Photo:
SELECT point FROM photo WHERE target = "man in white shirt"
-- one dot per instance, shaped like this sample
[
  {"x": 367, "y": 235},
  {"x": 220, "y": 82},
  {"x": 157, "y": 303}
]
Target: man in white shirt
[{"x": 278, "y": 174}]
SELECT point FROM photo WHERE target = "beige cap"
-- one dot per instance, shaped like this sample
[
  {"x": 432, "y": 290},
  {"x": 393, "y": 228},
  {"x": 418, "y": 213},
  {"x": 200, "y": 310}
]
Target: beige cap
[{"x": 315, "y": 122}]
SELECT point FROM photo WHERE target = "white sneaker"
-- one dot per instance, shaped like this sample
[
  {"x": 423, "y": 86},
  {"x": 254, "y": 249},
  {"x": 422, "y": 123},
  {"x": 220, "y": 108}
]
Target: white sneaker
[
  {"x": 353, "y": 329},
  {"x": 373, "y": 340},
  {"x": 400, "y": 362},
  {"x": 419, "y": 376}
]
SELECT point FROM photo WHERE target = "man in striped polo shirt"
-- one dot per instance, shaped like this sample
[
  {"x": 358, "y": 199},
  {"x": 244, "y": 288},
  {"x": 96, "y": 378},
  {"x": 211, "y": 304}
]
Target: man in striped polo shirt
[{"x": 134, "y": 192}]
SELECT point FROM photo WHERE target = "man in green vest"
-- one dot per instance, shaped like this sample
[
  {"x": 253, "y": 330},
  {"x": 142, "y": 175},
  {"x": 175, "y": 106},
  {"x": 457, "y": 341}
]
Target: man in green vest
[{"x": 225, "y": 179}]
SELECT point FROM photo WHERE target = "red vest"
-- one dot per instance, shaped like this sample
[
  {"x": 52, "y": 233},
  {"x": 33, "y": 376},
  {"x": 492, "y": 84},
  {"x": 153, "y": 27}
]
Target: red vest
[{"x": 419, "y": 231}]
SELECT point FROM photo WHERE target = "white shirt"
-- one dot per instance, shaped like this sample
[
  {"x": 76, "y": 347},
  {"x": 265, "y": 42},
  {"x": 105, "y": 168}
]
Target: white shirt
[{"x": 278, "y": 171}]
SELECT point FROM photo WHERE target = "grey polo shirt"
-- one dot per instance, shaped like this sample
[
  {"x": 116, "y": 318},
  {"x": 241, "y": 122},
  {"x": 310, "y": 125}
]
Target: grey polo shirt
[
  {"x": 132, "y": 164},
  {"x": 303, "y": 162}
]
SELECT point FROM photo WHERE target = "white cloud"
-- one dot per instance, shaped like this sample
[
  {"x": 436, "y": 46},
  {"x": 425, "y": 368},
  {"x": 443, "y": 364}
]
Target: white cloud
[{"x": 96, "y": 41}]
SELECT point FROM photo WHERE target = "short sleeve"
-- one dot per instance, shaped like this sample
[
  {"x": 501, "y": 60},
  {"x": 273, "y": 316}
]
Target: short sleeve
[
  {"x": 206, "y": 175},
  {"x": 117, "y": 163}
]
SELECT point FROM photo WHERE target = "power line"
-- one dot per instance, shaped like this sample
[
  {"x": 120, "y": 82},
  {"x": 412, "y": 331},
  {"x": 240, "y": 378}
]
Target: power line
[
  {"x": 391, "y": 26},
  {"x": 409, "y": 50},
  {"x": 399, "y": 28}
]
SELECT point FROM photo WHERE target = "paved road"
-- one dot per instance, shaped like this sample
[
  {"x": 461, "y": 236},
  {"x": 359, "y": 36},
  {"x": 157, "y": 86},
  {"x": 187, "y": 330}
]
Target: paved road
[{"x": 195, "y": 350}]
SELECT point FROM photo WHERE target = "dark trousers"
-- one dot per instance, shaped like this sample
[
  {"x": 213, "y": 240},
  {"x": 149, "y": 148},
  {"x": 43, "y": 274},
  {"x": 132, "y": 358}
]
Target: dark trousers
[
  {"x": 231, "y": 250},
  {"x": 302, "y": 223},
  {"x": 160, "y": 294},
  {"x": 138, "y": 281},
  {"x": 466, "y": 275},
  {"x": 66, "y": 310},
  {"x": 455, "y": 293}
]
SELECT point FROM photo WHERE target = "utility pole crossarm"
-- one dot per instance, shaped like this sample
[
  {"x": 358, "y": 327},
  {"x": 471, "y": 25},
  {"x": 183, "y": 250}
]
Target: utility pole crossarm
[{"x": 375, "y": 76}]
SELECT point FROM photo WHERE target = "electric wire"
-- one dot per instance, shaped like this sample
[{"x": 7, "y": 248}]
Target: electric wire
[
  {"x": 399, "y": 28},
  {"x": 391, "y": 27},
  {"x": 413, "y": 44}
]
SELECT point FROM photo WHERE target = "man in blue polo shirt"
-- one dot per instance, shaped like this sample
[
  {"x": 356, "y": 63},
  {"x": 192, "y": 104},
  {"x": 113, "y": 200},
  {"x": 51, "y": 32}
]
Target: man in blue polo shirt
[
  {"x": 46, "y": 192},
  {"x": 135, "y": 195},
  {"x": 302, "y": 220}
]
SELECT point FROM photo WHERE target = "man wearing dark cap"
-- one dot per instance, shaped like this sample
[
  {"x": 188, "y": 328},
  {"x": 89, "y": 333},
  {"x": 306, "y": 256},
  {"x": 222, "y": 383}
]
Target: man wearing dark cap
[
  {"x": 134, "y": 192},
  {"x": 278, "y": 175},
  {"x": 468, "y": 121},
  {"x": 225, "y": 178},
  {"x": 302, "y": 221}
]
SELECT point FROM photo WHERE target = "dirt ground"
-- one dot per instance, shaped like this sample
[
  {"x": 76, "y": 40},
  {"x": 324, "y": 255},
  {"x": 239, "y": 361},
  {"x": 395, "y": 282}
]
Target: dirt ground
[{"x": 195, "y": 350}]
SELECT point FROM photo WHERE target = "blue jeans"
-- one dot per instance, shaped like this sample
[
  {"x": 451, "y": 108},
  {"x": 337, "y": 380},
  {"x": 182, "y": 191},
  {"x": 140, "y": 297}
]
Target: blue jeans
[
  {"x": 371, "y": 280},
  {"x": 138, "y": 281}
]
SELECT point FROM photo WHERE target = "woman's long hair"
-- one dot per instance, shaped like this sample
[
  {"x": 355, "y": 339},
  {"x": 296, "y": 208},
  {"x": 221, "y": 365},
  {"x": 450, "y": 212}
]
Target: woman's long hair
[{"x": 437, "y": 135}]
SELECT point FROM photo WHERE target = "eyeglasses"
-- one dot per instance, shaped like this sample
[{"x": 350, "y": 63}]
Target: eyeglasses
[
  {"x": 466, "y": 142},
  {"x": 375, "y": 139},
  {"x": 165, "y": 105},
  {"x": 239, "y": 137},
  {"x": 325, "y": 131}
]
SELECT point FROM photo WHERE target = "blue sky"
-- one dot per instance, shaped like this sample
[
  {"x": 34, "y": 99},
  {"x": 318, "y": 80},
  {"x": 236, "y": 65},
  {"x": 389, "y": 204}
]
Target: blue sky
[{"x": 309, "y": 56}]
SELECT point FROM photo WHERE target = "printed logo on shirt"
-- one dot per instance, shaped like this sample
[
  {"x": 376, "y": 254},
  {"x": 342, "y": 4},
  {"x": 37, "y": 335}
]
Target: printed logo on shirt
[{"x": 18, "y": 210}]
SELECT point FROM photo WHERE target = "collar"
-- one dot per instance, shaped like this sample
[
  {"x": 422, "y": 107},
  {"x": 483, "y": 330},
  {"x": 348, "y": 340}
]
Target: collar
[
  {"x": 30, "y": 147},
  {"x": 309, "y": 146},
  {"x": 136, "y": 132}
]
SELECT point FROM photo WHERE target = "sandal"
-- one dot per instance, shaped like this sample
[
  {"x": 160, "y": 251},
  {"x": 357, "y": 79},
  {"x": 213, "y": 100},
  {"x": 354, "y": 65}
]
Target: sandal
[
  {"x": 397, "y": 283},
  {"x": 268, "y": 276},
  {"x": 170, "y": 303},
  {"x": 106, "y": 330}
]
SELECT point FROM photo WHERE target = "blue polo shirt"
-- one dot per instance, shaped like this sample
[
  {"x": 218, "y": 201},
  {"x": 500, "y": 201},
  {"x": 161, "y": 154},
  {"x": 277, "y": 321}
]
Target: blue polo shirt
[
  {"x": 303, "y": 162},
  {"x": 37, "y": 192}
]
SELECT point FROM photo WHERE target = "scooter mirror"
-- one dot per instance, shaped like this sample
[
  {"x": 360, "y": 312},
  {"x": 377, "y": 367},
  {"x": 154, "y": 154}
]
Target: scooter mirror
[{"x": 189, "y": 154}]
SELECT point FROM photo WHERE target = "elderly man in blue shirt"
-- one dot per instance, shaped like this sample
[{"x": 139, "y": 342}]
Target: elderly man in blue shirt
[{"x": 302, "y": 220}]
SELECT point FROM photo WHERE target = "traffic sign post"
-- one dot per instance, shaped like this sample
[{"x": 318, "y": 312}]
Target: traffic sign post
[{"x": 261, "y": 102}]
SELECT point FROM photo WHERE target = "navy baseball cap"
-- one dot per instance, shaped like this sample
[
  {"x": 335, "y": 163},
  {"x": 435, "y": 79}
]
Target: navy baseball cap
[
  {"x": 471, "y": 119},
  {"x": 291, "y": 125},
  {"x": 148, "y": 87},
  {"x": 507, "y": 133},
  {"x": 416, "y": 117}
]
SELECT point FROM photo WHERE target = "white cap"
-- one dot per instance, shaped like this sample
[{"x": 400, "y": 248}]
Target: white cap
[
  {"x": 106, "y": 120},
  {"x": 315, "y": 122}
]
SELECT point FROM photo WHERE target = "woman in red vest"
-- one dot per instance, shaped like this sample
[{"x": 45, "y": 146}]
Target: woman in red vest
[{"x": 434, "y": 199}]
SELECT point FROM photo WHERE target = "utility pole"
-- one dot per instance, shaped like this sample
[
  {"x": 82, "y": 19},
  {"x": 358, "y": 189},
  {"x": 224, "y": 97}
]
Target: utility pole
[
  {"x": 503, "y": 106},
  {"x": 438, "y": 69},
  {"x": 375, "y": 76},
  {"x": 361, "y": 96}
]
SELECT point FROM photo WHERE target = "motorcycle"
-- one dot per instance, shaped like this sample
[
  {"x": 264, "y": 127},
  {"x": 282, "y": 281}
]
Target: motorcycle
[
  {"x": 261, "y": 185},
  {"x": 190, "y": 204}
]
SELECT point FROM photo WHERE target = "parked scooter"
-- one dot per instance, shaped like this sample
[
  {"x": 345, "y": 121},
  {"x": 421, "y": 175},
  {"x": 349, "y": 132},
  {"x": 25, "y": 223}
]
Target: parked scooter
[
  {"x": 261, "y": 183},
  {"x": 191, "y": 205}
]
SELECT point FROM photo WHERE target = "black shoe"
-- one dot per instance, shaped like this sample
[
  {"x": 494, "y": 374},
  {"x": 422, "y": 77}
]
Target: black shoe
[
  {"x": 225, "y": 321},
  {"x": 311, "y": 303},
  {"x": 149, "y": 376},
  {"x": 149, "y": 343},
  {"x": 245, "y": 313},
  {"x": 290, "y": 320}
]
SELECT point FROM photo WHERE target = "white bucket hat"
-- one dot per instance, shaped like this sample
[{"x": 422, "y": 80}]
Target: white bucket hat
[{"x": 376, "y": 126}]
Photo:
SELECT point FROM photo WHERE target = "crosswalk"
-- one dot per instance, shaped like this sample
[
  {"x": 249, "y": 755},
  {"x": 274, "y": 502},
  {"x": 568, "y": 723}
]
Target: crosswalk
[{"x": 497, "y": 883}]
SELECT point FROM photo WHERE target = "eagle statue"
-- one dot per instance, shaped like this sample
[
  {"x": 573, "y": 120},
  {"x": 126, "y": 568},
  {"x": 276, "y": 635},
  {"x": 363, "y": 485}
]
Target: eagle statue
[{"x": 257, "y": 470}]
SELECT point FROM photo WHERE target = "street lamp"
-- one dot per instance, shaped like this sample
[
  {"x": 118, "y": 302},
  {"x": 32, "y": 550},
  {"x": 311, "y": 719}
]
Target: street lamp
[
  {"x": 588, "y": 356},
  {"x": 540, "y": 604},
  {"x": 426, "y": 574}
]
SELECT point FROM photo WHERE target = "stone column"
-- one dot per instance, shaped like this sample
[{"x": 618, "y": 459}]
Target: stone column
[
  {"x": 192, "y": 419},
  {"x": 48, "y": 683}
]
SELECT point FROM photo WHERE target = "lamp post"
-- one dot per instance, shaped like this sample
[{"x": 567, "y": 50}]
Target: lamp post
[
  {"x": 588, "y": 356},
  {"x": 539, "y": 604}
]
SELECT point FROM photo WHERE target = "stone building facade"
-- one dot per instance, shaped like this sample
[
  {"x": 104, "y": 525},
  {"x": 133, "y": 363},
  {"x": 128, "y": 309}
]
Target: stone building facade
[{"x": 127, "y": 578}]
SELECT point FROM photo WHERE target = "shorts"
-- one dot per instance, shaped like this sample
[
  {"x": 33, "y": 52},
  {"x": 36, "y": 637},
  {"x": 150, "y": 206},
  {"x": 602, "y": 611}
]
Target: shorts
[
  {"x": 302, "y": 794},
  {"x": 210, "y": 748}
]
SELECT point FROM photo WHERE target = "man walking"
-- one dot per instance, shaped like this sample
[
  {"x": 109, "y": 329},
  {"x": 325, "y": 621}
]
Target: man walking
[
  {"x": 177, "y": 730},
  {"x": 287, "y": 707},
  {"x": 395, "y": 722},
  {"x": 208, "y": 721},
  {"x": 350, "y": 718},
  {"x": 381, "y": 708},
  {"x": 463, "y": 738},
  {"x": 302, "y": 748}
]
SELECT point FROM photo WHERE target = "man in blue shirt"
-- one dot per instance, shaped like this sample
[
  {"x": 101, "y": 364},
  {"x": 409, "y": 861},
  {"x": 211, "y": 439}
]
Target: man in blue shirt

+++++

Count how many lines in the rows above contain the string "walking", and reply with that number alone.

2